• [Short task]:
Rewrite everything from the line containing "Retail shelf audit — identify every smoke plume" down to the end of the data, replacing "one detection per line" with "one box per line" and leaving the rest unchanged.

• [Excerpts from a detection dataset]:
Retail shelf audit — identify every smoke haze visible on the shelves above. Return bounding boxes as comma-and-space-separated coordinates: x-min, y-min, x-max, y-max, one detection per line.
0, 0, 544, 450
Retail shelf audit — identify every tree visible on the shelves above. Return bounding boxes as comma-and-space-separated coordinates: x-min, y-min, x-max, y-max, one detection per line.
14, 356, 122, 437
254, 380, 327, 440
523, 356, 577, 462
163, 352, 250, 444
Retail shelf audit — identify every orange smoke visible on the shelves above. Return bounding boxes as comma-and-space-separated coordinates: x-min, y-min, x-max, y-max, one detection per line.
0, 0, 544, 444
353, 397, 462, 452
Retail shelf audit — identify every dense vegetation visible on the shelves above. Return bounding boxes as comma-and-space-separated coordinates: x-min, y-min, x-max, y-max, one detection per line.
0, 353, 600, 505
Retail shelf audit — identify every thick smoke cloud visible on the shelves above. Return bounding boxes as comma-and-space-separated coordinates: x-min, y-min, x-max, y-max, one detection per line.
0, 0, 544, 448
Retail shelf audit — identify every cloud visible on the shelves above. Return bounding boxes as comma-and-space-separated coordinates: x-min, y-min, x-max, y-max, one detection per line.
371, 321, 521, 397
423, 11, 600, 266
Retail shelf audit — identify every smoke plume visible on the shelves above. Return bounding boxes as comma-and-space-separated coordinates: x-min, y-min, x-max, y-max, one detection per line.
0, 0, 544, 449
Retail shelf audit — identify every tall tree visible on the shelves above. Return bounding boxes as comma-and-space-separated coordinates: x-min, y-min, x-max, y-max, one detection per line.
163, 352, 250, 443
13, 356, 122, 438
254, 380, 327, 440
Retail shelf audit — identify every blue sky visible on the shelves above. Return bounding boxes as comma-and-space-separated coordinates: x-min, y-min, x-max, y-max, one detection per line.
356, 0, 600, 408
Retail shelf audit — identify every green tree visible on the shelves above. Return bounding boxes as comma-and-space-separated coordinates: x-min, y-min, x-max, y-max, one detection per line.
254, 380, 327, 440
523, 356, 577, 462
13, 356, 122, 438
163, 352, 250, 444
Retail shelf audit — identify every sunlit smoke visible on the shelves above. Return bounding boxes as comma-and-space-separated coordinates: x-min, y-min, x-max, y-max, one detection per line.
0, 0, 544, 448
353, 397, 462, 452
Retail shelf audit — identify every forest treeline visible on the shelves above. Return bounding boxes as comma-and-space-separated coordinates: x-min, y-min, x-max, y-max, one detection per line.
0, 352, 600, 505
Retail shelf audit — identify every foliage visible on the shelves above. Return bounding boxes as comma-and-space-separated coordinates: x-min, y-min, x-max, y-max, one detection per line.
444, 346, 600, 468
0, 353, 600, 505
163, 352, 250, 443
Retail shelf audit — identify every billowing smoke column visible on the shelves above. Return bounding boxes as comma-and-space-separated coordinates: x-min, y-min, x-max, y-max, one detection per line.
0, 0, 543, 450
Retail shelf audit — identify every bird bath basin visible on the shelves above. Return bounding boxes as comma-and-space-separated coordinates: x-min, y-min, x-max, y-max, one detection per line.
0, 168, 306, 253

• [Result of this exercise]:
Retail shelf audit — identify every smoke plume visible on the shelves above. Return bounding boxes as comma-and-space-separated coordinates: x-min, y-min, x-max, y-max, one box per line.
0, 0, 544, 449
Retail shelf audit — identify every tall tree visible on the shelves above. Return bounding boxes as comma-and-space-separated coordinates: x-min, y-min, x-max, y-max, one box per line.
163, 352, 250, 443
13, 356, 122, 438
254, 380, 327, 440
Retail shelf audit — identify every blue sky visible on the shelves above. Return bounding boxes as comma-and-space-separated coordinates: x-min, y-min, x-max, y-max, one box per line.
356, 0, 600, 408
Retail shelf audit — identify every green tree visible on the shelves above. Return bounding boxes as comma-and-space-separated coordinates: x-min, y-min, x-max, y-max, one box per line.
254, 380, 327, 440
523, 356, 577, 462
13, 356, 122, 438
163, 352, 250, 444
Retail shelf audit — identify every sunlit smoke visible on the shelves above. Return bounding boxes as comma-and-space-separated coordinates: x-min, y-min, x-max, y-max, one box per line.
0, 0, 544, 448
353, 397, 462, 452
Retail shelf audit — identify every forest treeline visible on the shelves above. Return bounding boxes as comma-and-space-separated coordinates: x-min, y-min, x-max, y-max, one box per line.
0, 352, 600, 505
Retail shelf audit — identify every foliage visible on the shelves above. Return bounding boxes as comma-and-space-separated coordinates: x-min, y-min, x-max, y-max, one box per line.
444, 346, 600, 468
0, 353, 600, 505
163, 352, 250, 443
Retail shelf audit — identify every billowing smoke column visible on the shelves above. Return bounding boxes as comma-and-space-separated coordinates: x-min, y-min, x-max, y-max, one box per line.
0, 0, 543, 450
Retail shelf audit — identify every bird bath basin visible on the shelves above. Return bounding boxes as comma-and-space-separated coordinates: x-min, y-min, x-max, y-max, one box per line.
0, 168, 306, 253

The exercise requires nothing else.